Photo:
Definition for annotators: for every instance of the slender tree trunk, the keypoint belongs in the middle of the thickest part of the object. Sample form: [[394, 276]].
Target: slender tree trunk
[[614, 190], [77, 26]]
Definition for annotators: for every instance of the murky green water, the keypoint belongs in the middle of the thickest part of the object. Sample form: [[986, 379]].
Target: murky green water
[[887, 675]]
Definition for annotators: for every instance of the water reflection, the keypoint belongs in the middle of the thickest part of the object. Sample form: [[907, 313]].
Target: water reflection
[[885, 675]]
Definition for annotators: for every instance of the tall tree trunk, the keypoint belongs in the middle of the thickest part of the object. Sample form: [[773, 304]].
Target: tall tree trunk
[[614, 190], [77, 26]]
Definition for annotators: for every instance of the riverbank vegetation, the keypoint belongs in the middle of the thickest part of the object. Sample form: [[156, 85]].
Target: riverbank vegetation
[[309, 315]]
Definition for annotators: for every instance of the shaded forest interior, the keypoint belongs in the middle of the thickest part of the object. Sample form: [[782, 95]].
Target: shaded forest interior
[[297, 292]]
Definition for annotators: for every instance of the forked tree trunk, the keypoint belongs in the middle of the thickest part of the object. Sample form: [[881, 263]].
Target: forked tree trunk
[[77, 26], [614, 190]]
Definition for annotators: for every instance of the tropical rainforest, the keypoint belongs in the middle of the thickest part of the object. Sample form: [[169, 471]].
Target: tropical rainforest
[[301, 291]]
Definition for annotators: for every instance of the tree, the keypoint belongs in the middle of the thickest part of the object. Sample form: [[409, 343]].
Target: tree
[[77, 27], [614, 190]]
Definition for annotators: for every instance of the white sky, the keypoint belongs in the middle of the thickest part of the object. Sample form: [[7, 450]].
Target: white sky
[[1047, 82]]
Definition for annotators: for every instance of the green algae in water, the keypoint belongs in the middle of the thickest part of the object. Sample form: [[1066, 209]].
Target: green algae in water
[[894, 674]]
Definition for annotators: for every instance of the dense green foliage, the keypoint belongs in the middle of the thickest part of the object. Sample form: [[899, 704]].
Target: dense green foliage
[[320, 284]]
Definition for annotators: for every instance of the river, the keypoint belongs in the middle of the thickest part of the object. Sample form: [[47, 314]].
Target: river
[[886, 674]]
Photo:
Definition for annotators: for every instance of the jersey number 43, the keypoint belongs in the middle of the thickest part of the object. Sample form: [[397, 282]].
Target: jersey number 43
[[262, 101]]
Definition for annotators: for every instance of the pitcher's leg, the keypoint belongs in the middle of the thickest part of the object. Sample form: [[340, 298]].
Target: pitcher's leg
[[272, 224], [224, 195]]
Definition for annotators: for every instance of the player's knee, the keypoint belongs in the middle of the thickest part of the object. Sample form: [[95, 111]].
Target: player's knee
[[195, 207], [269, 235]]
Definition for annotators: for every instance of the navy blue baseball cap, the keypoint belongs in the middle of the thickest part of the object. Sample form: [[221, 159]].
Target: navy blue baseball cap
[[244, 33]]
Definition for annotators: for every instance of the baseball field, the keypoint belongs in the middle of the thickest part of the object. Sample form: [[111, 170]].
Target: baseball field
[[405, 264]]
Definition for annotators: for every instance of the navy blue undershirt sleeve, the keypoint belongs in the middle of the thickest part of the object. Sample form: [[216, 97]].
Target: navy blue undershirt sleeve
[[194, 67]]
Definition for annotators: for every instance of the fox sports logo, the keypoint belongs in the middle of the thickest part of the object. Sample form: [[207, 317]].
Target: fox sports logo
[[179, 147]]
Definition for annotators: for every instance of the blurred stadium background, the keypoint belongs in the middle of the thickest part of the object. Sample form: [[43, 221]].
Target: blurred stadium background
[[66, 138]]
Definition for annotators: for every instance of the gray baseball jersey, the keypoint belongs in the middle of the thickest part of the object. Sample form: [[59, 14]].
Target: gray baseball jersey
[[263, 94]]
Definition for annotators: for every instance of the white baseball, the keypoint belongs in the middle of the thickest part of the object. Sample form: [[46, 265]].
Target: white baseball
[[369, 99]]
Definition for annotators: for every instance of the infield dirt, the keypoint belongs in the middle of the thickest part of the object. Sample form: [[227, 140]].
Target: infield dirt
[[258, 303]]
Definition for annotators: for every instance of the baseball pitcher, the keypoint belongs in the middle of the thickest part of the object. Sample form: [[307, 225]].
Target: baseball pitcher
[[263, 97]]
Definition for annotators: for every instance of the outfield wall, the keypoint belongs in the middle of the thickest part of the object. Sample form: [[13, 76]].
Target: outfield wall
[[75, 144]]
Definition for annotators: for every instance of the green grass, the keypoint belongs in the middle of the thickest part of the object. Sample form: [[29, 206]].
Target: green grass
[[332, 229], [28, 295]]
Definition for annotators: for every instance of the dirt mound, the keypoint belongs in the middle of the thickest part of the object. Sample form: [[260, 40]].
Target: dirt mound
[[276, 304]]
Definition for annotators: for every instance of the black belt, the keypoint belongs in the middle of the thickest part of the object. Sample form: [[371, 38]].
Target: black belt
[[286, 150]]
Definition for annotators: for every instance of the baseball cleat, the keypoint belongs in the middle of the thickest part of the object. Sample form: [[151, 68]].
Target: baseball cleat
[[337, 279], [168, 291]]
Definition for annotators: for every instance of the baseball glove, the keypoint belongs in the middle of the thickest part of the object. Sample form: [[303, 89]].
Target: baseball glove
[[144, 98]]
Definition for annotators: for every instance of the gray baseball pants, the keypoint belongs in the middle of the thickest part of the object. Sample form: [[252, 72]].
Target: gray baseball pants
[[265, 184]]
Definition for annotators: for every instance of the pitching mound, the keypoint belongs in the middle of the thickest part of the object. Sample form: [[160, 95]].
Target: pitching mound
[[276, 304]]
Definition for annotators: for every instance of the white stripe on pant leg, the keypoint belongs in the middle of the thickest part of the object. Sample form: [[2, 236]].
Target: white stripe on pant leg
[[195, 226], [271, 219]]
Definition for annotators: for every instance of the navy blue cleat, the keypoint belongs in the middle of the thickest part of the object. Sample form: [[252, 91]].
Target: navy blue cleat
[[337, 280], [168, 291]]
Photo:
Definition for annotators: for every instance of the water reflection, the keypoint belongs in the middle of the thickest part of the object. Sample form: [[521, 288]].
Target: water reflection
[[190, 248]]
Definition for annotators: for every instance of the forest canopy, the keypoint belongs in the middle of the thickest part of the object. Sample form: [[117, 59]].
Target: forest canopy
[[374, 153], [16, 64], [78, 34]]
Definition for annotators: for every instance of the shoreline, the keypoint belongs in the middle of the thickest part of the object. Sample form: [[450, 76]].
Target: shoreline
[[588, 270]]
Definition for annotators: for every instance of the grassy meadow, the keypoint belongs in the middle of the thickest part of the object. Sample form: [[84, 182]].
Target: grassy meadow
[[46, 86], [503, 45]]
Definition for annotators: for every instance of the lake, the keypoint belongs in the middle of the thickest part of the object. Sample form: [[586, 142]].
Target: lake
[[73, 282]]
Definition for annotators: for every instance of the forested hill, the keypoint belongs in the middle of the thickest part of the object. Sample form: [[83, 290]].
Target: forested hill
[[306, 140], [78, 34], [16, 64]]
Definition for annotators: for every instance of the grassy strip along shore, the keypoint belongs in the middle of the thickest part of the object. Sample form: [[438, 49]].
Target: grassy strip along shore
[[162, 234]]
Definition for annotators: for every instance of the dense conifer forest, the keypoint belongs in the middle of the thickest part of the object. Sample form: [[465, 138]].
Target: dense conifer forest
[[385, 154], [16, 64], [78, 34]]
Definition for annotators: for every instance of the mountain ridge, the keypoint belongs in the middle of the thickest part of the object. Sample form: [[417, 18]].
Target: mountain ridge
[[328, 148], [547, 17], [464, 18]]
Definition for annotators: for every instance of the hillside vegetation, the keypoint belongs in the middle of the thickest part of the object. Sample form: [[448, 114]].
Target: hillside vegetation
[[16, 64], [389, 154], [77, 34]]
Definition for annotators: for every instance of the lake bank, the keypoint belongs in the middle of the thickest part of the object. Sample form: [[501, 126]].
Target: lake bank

> Directions for this task
Reproduce the items word for word, starting with the line that contains "Definition for annotators: for every instance of the mountain" and continuing through the last line of the items.

> Reply
Definition for annotators: for every instance of the mountain ridge, the keypoint belongs in the middle of the thickest part of the object. Sample form: [[417, 18]].
Target: mountain ridge
[[328, 148], [547, 17], [464, 18]]
Definition for annotators: for every instance of the hillside vegetation, the keypoint belongs in the middle of the thickest part of the object. Sample form: [[448, 114]].
Target: hillside vegetation
[[16, 64], [389, 154], [77, 34]]
Definition for annotators: for every instance of the lake bank, the keypoint belongs in the middle of the thickest part of the object. Sample form: [[501, 126]].
Target: lake bank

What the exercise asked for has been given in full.